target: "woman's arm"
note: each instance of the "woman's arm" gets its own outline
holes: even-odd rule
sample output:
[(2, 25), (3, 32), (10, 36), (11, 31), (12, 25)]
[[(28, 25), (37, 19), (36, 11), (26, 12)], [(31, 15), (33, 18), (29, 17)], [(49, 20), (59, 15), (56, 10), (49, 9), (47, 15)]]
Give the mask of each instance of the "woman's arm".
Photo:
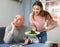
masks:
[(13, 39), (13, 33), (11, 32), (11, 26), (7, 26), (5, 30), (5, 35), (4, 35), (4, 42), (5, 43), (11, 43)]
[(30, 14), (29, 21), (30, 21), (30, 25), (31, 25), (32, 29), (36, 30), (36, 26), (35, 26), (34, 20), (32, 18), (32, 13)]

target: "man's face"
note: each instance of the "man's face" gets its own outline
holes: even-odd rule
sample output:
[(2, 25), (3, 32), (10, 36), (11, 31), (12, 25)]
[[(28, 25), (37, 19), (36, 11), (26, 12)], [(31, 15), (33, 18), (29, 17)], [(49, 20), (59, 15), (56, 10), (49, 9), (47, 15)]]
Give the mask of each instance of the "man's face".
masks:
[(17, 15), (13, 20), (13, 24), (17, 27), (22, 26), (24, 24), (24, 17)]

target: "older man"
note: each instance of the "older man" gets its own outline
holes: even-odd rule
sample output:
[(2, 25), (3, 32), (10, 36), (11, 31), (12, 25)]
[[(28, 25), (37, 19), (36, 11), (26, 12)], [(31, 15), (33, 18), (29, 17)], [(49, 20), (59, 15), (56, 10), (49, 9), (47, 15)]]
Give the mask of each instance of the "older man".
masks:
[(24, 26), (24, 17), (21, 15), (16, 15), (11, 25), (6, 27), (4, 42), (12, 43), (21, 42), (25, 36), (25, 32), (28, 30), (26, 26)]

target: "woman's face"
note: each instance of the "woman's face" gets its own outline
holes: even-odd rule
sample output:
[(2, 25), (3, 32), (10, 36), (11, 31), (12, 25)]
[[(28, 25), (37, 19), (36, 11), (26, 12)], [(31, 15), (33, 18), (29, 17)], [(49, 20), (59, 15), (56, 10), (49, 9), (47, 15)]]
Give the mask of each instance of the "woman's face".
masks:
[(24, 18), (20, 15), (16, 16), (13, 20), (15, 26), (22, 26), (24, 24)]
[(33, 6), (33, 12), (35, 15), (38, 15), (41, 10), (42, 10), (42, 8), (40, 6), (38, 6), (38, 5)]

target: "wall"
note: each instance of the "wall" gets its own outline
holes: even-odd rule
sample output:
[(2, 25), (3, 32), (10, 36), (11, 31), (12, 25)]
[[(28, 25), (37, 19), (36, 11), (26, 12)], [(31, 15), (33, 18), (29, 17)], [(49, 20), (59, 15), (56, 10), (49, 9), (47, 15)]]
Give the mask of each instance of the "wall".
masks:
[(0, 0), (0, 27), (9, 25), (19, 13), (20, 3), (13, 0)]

...

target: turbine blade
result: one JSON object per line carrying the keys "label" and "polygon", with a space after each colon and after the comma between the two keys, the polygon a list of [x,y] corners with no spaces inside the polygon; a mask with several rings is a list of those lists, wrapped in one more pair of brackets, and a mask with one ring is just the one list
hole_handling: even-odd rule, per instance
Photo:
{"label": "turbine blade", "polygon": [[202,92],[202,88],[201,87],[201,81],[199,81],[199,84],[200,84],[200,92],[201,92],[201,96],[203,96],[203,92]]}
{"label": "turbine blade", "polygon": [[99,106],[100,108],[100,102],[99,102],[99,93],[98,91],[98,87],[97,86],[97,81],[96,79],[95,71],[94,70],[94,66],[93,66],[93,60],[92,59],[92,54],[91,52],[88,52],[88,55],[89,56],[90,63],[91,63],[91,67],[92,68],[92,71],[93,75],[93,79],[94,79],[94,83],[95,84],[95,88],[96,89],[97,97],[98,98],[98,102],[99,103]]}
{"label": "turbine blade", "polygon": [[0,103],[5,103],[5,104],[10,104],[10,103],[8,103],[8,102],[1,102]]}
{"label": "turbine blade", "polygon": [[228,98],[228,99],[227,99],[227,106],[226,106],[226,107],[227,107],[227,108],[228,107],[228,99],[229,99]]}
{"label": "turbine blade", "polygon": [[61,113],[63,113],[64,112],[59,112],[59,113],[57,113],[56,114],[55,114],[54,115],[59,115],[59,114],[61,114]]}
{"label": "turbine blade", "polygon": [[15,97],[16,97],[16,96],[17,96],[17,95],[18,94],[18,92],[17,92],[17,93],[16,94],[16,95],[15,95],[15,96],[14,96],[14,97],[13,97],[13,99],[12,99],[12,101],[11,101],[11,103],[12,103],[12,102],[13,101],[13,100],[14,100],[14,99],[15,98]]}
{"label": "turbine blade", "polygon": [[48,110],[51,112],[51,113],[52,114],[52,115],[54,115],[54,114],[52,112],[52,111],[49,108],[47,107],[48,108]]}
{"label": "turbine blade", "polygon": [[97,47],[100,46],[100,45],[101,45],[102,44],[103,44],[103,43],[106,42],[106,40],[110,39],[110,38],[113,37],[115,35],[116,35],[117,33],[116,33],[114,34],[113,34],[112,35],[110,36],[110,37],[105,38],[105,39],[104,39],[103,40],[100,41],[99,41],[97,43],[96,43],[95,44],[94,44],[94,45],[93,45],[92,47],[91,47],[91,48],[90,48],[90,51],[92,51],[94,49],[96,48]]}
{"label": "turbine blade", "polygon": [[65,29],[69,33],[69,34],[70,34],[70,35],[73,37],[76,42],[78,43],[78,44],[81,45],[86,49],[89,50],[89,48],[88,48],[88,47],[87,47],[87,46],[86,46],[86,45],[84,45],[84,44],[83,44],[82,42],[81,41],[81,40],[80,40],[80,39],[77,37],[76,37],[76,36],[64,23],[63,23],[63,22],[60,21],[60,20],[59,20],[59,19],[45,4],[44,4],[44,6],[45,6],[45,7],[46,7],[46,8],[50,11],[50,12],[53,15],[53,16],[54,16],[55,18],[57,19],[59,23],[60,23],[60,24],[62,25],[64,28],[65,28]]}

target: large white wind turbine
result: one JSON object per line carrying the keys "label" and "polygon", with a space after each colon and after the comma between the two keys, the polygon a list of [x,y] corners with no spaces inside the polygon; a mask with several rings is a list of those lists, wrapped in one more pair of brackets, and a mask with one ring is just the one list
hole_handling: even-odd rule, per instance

...

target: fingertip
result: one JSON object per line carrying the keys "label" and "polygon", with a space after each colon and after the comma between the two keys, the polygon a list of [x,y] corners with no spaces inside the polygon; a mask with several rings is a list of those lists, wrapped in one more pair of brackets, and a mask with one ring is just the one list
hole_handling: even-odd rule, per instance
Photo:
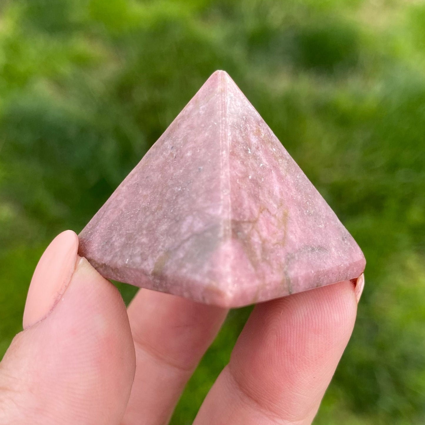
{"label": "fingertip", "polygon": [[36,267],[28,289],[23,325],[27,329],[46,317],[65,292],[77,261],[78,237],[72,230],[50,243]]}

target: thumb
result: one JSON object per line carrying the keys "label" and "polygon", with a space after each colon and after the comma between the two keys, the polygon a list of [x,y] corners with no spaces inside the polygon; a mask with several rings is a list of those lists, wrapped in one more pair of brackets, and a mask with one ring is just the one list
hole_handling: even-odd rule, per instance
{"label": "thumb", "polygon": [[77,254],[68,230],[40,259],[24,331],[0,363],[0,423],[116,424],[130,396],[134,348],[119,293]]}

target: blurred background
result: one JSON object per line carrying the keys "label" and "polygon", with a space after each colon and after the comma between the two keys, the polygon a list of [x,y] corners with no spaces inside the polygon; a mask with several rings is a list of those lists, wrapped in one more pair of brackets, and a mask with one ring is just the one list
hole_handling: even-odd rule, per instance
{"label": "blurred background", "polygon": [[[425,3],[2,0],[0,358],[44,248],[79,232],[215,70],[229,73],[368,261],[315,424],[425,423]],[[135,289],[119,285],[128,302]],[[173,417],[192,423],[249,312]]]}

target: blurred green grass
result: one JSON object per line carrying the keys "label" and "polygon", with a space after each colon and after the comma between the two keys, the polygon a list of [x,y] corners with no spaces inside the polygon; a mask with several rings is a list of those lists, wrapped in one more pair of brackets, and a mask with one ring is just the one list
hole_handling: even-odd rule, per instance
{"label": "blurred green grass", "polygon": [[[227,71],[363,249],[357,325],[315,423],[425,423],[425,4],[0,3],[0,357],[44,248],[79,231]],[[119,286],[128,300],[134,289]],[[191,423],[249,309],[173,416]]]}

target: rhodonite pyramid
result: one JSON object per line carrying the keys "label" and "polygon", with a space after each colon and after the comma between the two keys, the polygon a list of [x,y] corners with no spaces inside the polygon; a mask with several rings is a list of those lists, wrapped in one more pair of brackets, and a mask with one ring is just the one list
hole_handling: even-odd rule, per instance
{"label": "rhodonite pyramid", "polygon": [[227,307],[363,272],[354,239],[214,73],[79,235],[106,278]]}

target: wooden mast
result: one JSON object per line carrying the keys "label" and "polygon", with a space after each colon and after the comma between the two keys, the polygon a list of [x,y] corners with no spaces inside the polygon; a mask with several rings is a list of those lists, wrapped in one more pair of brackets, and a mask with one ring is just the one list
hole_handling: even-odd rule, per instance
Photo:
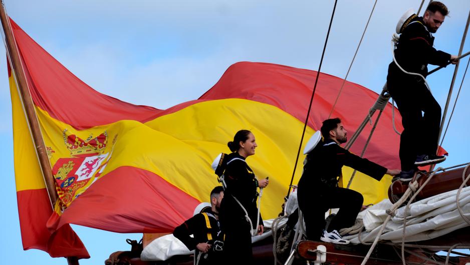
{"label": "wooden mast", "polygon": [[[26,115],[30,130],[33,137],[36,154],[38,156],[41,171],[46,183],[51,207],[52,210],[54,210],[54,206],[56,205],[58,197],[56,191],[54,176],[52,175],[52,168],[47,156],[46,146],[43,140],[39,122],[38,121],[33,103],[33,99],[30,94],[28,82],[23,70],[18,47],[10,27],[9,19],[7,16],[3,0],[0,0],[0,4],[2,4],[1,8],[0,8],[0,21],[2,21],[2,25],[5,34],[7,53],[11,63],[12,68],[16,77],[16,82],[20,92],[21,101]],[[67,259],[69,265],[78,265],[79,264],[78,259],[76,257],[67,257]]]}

-- What needs to be done --
Please pick out and copy every line above that contains the word "gets".

-- Reply --
note: each instance of the "woman's arm" gets its own outline
note: each instance of the "man's face" gets its own outline
note: each instance of the "older man" gets its own outline
note: each instance of the "woman's face" gets its own outline
note: each instance of the "wall" gets its own outline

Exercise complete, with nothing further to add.